* WORK TO BE COMPLETED *
Copy the lines word for word, from the line with "Objective - one point per instance of the carved cross" to the line with "Objective - one point per instance of the stone wall", and give only those lines.

* GIVEN RECORDS *
↓

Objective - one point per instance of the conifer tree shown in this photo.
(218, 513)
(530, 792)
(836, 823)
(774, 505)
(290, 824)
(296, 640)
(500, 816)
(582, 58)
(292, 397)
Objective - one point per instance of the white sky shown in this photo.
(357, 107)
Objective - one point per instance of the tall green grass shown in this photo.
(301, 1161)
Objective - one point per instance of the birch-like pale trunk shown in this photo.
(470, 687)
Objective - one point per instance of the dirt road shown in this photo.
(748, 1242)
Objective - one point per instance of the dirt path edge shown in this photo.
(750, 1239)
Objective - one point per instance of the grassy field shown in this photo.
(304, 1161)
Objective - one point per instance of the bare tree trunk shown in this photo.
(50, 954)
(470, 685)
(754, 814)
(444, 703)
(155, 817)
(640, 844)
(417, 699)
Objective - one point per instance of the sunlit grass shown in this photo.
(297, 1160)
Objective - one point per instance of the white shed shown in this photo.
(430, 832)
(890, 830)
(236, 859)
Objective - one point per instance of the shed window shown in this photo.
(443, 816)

↑
↓

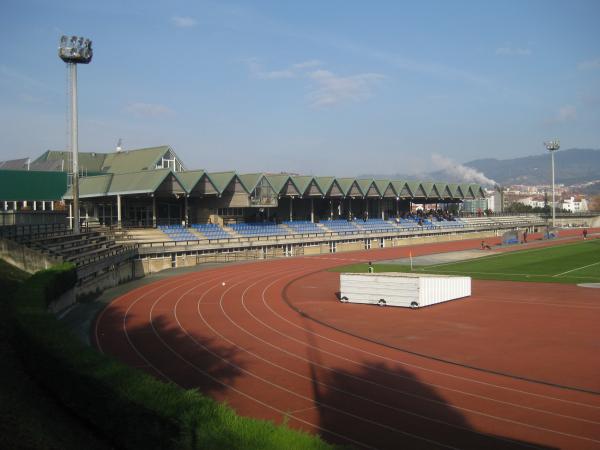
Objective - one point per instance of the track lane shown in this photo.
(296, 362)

↑
↓

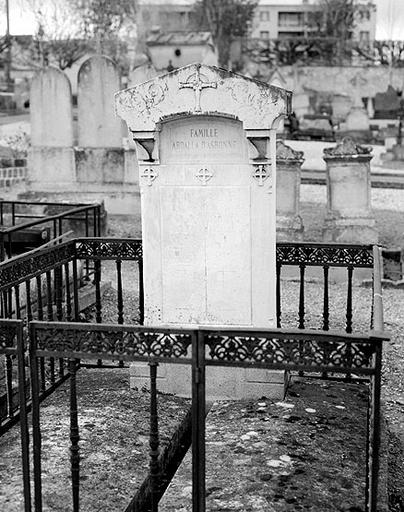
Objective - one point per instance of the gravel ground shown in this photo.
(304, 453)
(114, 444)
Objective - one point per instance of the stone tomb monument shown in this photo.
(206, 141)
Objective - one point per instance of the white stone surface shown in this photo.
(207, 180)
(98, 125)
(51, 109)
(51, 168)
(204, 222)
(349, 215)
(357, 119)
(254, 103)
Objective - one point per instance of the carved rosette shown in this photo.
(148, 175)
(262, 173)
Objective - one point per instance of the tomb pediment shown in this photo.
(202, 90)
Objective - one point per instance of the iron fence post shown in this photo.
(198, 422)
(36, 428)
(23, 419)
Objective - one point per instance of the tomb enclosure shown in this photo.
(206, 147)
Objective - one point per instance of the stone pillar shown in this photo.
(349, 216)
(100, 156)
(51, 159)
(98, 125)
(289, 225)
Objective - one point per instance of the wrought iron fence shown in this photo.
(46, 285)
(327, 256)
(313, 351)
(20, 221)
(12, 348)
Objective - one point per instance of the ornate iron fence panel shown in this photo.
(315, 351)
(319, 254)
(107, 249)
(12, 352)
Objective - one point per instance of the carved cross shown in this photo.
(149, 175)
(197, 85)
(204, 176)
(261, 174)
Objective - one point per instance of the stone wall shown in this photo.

↑

* RESULT OF THE TASK *
Objective - one point per instance of the carved cross shown in this photo.
(149, 175)
(197, 85)
(204, 176)
(261, 174)
Objective - one point per instance of the stone wall shown in this photo.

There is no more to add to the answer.